WHAT TO DO
Switch "riverbank" to "river edge" in the stretch of material from the line containing "Where is each instance of the bush" through the line containing "point(315, 100)". Give those lines again with everything else left unchanged.

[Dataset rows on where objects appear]

+++

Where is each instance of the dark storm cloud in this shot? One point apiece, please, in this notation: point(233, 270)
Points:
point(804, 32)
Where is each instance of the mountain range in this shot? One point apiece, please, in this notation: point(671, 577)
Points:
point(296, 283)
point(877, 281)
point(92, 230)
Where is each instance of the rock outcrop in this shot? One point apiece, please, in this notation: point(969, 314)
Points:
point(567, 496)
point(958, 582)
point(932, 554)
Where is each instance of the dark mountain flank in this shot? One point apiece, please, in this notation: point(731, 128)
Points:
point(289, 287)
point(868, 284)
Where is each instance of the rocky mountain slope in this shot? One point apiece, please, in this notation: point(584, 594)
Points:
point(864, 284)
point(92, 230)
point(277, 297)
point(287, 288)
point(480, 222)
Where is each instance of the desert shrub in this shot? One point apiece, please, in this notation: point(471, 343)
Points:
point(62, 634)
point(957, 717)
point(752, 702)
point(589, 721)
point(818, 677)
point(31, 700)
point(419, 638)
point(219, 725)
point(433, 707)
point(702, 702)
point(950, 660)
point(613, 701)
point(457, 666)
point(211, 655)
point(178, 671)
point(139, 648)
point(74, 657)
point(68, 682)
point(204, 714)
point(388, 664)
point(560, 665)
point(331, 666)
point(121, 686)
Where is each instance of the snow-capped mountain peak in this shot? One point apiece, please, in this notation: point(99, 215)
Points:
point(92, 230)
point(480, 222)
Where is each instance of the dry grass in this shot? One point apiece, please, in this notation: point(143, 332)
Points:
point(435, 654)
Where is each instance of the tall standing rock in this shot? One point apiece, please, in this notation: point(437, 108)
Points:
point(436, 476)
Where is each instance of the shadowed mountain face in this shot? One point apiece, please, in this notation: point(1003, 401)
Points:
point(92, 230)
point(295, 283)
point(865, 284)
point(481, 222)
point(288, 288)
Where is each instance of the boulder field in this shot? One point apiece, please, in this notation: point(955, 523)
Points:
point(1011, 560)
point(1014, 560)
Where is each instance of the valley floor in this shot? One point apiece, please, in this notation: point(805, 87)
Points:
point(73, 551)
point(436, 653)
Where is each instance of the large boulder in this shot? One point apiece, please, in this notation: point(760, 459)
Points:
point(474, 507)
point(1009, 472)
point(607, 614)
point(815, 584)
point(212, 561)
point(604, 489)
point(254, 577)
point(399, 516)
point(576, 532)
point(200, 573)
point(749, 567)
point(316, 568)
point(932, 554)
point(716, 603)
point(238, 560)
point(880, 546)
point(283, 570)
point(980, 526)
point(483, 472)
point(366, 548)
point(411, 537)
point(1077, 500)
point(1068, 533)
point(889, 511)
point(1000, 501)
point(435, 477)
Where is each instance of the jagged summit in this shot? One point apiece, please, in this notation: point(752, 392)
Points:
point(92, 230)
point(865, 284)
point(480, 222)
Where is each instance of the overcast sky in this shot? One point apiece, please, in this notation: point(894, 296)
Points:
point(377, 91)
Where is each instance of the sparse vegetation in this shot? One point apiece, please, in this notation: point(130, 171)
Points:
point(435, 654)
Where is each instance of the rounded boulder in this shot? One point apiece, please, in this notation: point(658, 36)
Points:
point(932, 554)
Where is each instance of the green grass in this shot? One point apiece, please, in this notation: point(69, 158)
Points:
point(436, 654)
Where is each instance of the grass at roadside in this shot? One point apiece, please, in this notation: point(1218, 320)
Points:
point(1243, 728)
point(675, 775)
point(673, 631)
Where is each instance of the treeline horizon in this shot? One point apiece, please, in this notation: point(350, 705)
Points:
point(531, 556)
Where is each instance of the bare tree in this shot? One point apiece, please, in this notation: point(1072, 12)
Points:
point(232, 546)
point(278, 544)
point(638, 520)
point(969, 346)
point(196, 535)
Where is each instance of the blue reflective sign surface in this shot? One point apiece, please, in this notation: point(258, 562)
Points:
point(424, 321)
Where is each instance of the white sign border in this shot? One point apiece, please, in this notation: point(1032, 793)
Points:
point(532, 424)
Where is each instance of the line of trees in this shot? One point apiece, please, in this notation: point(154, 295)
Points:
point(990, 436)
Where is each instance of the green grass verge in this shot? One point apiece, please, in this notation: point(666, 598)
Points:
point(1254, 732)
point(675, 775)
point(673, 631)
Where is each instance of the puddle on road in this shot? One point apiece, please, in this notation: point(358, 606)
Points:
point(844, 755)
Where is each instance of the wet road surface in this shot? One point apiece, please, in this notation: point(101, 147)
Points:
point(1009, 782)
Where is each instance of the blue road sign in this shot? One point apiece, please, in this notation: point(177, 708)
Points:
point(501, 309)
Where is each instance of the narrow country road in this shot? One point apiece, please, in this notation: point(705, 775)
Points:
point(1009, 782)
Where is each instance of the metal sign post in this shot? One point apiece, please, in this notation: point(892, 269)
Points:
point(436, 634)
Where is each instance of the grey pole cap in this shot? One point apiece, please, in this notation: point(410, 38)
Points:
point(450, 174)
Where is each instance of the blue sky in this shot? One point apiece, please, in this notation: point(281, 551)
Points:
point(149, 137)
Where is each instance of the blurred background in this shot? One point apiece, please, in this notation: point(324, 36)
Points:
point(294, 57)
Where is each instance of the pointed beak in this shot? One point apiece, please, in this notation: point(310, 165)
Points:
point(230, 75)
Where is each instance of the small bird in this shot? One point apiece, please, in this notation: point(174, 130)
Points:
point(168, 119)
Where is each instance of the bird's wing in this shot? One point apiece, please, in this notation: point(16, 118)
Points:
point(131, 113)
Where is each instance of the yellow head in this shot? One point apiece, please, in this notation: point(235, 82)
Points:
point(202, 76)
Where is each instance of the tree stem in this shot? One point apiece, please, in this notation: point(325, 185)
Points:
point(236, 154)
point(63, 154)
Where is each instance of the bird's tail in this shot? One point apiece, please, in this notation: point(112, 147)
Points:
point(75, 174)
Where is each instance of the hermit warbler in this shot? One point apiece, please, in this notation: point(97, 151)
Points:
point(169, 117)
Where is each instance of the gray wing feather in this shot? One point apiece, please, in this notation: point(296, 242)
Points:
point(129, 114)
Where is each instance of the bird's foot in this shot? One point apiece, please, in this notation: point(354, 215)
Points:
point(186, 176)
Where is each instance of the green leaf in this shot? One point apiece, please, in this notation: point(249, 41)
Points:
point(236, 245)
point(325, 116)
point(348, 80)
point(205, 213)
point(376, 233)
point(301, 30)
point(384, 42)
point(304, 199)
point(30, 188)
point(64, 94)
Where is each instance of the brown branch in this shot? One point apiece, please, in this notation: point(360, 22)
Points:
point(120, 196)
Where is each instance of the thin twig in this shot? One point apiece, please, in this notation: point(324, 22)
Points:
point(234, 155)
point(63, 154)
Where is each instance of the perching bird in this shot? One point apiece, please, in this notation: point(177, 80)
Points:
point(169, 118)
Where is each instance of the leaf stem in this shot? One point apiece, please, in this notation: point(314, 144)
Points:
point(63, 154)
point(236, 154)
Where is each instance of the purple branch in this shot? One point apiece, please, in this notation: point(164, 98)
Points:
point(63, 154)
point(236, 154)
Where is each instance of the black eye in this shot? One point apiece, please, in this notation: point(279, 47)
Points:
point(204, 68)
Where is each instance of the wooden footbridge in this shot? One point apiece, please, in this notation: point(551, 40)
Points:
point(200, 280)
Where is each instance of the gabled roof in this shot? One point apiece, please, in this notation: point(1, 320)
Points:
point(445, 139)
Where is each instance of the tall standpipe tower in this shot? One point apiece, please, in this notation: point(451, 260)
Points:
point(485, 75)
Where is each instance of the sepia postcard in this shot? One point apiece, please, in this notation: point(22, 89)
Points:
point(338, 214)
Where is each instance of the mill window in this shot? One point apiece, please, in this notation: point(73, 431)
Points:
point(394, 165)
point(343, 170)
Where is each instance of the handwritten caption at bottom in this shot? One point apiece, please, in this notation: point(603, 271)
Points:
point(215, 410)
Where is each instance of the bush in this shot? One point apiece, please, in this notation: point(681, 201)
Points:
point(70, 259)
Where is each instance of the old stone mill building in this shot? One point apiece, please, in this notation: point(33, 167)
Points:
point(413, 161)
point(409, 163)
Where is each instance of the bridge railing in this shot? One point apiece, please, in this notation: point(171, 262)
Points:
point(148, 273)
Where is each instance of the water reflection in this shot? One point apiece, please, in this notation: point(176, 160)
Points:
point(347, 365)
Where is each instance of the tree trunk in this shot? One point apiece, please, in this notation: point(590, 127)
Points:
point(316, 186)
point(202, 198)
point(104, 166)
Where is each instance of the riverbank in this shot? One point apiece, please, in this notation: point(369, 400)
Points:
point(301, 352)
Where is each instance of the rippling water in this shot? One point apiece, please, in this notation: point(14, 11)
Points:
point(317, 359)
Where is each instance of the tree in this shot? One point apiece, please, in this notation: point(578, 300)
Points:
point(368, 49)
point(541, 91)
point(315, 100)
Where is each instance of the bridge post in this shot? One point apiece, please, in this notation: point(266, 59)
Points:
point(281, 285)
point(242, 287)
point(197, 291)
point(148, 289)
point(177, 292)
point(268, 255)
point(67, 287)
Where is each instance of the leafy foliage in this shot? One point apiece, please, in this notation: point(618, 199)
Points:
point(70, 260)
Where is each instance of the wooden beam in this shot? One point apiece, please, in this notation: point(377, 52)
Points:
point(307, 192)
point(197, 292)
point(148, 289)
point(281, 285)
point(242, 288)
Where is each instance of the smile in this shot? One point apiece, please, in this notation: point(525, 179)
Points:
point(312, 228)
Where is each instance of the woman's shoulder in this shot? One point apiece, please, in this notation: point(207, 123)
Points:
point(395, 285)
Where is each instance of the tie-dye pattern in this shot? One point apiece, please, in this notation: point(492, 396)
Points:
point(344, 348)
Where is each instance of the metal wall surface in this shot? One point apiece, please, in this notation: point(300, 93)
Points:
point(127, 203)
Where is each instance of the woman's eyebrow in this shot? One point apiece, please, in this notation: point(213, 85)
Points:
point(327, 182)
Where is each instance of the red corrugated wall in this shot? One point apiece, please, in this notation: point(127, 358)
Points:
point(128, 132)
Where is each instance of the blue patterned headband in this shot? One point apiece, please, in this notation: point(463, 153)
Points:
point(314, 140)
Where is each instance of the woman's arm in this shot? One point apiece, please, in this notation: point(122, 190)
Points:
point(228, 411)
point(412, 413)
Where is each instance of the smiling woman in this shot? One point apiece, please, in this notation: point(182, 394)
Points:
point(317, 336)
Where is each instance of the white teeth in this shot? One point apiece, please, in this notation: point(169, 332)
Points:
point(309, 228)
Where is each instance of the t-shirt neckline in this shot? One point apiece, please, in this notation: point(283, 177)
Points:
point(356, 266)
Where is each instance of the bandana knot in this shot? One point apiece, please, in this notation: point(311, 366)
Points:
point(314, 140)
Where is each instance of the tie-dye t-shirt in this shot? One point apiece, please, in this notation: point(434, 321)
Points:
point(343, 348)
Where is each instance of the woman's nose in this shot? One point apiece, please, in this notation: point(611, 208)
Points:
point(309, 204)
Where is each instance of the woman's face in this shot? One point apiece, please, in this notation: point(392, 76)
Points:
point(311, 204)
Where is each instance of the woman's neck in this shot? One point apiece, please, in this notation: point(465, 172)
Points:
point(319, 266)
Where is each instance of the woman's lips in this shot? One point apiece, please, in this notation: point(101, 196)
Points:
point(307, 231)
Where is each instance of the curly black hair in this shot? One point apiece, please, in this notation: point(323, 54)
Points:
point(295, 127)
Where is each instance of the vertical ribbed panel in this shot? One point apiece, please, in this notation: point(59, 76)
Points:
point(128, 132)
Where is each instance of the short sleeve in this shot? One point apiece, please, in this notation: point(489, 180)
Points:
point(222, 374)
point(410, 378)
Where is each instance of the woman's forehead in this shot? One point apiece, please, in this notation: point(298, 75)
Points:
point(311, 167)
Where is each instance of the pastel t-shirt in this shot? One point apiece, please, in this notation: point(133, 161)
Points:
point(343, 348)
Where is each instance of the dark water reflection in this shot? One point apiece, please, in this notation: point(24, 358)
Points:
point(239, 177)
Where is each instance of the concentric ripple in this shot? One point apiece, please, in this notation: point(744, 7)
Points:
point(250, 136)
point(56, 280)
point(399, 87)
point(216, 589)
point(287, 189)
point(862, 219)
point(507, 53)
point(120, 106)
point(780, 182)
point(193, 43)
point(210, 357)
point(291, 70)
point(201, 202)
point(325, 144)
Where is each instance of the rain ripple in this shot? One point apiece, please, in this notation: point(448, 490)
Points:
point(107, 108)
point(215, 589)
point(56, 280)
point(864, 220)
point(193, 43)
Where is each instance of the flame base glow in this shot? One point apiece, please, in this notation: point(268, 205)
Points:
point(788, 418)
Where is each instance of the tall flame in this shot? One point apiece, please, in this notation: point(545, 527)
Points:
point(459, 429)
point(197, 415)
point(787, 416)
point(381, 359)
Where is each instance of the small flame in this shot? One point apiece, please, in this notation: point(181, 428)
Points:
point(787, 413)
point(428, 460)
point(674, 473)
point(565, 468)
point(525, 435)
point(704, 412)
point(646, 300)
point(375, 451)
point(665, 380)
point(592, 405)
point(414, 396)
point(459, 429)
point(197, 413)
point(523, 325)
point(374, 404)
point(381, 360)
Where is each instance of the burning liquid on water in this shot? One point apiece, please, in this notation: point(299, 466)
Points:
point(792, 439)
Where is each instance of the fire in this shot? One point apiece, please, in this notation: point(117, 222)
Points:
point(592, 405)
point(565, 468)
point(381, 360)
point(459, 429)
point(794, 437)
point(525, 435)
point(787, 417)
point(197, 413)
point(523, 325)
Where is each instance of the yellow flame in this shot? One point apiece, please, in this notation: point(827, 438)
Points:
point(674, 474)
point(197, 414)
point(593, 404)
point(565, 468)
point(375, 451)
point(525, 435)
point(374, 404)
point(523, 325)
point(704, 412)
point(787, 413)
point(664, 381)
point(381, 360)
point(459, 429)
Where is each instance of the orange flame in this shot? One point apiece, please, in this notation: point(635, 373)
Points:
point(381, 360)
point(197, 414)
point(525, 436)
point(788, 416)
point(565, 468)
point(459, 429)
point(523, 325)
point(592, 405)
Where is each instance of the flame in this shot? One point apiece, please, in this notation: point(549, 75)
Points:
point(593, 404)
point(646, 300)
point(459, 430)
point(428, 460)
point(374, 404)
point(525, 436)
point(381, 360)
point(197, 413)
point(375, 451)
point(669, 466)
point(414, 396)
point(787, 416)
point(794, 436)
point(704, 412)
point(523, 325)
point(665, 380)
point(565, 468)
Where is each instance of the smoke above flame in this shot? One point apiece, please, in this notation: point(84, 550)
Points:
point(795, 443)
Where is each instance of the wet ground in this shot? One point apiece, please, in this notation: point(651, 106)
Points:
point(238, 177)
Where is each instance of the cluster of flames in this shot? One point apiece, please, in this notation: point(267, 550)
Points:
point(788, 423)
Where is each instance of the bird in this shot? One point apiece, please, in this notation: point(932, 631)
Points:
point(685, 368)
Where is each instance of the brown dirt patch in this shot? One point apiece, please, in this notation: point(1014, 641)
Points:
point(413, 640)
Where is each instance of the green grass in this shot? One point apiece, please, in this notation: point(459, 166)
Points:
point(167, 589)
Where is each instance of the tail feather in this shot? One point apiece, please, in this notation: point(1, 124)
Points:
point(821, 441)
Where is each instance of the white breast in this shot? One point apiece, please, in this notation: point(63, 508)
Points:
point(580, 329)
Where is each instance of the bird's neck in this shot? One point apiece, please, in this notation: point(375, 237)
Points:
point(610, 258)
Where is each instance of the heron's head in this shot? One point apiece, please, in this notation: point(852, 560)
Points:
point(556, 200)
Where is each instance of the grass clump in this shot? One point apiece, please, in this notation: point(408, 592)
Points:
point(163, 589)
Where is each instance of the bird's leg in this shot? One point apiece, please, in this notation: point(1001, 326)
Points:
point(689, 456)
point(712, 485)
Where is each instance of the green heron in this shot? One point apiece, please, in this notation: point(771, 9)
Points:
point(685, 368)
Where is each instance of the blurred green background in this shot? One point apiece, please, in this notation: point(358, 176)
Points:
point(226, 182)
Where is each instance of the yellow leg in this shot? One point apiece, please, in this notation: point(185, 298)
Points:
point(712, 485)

+++

WRITTEN ANSWER
Where is each instance of the bush in this shot? One point apiece, please, in this notation: point(681, 201)
Points:
point(70, 259)
Where is each instance of the old stone mill building in this shot? One point apiece, please, in this notation: point(33, 167)
Points:
point(413, 161)
point(409, 163)
Where is each instance of the bridge railing in this shot? One point apiece, please, in this notation: point(171, 262)
Points:
point(148, 273)
Where is each instance of the water reflection in this shot? One point apiece, please, in this notation: point(176, 160)
Points:
point(347, 365)
Where is each instance of the tree trunk in this shot? One point apiece, please, in this notation: point(590, 127)
Points:
point(316, 186)
point(202, 198)
point(104, 166)
Where is each instance of the river edge in this shot? One point apiece, please, in this notation: point(369, 400)
Points:
point(301, 352)
Where is each instance of the rippling water in this shot? One point apiece, please, in this notation: point(14, 11)
Points:
point(317, 359)
Where is each instance of the tree in this shot? One point apiece, please, in this notation: point(578, 300)
Points:
point(368, 49)
point(541, 91)
point(315, 100)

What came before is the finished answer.